-- Task directions --
All lines with the word "below" are to be found and copied from the listing.
*** Block opens ***
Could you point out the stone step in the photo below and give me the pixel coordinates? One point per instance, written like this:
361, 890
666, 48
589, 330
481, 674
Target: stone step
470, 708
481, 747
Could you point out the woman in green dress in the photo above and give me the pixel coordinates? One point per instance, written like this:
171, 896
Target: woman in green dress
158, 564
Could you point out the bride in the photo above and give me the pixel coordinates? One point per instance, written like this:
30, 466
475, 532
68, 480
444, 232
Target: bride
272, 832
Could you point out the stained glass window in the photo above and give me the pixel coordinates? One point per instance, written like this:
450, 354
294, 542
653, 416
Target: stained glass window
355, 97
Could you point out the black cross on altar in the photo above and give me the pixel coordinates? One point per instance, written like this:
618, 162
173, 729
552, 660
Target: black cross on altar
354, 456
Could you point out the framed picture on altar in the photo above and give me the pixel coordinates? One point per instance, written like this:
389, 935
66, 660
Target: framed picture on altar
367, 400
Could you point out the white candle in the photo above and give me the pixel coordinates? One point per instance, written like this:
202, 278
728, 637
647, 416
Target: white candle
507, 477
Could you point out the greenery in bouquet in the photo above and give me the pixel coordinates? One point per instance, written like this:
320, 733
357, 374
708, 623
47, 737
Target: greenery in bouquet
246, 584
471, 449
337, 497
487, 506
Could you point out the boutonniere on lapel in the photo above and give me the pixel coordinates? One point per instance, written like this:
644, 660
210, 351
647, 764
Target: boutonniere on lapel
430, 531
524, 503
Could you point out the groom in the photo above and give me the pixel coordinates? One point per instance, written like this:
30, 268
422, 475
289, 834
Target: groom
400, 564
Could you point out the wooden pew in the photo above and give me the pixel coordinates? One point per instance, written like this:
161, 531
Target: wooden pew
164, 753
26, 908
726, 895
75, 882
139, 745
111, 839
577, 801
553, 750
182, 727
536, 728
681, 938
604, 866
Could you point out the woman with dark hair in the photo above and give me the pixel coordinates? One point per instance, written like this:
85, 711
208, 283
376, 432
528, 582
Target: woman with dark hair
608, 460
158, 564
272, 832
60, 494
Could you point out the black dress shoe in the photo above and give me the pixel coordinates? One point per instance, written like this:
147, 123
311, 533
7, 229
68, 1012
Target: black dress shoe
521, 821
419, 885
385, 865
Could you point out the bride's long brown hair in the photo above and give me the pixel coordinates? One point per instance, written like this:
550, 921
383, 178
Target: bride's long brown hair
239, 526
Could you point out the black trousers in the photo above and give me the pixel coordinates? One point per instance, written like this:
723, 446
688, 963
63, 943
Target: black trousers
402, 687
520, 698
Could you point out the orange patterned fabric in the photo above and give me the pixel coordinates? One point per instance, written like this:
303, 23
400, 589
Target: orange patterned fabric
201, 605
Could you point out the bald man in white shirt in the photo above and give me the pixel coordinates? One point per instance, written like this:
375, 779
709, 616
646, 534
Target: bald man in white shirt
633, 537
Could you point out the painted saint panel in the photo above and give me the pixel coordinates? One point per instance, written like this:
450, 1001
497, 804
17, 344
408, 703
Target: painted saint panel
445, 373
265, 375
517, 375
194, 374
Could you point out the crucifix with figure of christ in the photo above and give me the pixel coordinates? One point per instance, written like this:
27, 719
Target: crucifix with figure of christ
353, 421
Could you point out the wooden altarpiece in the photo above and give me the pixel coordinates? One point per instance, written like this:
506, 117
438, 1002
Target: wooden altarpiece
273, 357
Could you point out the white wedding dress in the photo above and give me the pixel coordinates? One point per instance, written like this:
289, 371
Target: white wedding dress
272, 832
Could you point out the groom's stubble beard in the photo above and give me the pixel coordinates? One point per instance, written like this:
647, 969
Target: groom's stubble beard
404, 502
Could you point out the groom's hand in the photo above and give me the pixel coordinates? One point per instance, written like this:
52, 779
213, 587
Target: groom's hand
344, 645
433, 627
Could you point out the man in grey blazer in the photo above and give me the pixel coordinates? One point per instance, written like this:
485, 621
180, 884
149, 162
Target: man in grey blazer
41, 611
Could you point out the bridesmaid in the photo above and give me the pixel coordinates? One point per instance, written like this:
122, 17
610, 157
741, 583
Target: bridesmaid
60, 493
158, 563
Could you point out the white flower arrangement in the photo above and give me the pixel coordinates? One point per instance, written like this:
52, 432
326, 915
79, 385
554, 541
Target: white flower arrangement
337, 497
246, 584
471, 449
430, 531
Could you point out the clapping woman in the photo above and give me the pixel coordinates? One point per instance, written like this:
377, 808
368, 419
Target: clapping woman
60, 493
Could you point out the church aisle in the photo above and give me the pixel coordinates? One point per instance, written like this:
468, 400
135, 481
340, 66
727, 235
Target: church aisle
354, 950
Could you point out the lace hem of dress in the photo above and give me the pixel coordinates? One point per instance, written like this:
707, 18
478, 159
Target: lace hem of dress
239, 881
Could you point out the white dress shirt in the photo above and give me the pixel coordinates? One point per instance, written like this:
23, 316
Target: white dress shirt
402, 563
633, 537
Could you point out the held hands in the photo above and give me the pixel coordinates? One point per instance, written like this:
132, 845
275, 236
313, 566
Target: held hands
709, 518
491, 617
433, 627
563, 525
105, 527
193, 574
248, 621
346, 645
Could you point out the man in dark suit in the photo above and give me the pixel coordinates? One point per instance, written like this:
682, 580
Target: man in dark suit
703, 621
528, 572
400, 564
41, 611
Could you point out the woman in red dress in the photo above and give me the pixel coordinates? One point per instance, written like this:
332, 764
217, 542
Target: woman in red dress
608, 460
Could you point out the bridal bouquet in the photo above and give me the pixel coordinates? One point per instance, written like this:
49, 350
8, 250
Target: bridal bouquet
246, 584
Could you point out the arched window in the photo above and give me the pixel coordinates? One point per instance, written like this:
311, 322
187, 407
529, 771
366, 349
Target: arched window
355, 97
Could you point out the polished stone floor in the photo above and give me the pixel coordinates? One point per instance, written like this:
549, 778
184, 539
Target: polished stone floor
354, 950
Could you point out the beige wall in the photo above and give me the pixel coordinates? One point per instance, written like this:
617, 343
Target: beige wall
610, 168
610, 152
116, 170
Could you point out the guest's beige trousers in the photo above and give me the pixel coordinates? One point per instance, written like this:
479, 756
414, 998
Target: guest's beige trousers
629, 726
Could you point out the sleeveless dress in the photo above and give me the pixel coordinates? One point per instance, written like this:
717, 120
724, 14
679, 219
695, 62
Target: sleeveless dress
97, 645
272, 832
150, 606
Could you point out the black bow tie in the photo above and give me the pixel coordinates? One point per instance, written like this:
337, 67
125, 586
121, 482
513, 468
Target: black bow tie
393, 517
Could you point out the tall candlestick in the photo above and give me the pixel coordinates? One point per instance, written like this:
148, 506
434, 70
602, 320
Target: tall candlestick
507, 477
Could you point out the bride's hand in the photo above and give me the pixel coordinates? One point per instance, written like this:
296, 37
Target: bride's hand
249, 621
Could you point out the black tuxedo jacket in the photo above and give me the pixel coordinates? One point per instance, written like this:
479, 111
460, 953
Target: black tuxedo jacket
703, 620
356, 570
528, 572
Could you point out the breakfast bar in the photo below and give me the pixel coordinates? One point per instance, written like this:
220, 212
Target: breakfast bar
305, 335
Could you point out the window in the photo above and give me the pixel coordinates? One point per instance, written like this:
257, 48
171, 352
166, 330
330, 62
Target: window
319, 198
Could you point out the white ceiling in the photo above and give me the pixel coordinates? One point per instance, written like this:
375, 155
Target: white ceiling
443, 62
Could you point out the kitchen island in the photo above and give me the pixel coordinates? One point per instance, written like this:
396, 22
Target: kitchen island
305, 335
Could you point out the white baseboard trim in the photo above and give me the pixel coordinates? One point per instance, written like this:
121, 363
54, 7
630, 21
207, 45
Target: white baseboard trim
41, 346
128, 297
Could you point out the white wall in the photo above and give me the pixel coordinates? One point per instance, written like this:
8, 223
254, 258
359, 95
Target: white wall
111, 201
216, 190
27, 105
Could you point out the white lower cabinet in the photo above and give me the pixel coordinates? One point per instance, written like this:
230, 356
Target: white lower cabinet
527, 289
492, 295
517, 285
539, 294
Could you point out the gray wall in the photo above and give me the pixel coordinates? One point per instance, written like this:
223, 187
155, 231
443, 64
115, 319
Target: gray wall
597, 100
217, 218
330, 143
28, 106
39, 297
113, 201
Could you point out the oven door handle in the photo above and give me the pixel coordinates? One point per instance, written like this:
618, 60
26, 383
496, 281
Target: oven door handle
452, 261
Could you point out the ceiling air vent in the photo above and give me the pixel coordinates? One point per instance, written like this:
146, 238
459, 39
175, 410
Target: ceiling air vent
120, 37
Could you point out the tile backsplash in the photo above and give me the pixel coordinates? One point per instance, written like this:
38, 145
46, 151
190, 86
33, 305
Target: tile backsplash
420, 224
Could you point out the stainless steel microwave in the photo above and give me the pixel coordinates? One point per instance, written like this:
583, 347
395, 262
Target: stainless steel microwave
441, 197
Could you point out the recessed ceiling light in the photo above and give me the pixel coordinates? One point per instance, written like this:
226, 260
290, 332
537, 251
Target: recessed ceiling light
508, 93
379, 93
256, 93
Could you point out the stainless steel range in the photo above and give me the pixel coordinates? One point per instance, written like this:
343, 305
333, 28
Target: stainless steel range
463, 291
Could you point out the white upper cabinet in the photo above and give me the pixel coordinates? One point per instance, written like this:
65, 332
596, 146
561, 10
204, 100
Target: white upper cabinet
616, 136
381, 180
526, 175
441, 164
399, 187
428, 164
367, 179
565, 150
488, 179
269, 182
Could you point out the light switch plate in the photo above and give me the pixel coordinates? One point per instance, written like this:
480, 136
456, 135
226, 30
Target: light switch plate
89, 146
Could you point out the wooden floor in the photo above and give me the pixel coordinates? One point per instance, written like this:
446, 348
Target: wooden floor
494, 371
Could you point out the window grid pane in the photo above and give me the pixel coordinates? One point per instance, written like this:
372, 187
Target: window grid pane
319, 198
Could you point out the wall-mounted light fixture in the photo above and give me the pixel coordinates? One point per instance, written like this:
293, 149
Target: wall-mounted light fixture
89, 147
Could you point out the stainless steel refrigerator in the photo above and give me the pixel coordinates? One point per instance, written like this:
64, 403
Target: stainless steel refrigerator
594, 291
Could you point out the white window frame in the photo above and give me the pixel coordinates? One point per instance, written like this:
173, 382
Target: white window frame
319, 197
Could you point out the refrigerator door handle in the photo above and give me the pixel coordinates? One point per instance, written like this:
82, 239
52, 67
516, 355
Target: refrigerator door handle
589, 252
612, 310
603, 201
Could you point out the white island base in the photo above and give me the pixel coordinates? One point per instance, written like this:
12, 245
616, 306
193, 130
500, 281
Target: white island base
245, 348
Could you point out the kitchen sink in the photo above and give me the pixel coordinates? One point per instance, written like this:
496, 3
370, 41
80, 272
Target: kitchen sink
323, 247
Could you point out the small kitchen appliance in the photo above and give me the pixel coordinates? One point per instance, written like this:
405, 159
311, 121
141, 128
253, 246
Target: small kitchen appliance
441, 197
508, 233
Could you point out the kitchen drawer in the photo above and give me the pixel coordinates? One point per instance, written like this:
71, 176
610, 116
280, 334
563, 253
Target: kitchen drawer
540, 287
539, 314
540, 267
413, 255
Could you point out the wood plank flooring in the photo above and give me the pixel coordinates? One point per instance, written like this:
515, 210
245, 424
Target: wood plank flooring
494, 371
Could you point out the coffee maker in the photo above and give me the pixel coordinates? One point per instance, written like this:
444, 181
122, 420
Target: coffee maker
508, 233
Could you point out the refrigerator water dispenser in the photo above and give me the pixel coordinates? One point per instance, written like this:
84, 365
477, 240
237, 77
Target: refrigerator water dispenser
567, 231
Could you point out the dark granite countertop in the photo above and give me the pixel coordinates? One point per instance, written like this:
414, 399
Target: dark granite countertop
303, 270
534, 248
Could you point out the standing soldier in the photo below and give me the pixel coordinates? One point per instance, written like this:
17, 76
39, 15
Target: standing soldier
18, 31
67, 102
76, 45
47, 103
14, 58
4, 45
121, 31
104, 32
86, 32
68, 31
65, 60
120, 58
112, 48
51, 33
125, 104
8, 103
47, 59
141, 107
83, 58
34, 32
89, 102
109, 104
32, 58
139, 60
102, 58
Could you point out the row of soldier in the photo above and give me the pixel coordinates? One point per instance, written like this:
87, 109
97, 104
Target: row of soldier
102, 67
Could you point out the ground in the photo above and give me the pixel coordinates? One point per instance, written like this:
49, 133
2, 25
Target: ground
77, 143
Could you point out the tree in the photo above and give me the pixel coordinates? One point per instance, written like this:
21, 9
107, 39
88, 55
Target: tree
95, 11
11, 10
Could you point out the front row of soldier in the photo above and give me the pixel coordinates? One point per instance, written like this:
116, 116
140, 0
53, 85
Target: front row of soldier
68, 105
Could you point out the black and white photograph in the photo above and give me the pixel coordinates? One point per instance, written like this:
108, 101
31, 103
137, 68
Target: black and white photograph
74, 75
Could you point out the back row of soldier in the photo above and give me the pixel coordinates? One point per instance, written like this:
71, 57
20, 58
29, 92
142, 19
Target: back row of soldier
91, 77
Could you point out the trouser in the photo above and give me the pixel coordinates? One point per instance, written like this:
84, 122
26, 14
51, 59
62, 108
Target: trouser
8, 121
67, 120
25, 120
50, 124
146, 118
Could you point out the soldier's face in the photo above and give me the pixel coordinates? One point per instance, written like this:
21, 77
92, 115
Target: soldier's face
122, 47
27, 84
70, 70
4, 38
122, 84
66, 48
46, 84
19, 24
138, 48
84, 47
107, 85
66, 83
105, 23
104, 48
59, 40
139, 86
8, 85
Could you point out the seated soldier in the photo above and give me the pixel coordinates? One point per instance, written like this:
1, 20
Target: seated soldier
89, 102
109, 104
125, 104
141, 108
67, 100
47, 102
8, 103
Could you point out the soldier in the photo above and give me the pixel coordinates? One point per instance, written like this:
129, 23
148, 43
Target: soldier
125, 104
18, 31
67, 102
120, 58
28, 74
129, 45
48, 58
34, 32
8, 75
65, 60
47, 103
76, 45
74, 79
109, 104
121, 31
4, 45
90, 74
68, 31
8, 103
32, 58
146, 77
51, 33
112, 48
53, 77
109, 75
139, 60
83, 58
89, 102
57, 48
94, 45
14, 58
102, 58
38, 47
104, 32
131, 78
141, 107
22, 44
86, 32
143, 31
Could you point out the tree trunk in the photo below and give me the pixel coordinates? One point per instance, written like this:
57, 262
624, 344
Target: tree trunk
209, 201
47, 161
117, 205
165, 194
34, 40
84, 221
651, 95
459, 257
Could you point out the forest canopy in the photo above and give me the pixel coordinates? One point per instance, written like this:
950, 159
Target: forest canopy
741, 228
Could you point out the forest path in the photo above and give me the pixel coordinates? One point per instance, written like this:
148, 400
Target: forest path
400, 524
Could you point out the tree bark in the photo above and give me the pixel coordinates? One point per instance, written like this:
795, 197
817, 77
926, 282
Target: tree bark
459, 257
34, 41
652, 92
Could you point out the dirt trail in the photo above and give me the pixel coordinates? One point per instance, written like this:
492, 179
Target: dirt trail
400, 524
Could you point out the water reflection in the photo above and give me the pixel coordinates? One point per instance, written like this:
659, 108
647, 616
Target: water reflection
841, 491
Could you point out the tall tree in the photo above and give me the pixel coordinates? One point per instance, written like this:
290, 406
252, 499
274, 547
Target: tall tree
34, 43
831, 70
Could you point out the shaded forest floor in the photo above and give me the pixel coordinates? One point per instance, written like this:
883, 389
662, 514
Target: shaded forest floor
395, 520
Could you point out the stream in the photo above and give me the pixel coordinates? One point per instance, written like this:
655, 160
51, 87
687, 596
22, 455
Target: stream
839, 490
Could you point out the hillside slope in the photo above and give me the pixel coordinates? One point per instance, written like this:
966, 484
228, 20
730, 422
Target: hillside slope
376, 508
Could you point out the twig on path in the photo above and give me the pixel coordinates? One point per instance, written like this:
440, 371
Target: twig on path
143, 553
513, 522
*** Block closes ***
-- Worked solution --
Could you point out the stone step in the photo below and give me the pixel coordinates? One point per instance, written like this:
Could you point out the breakfast bar in the photo below and give me the pixel coordinates? One point per instance, written like this:
Could you point out the standing soldier in the photo below and give me the pixel coordinates? One point per instance, written like this:
Could you point out the tree trunk in the photo below and give me the pixel coordinates? One point per instance, written like this:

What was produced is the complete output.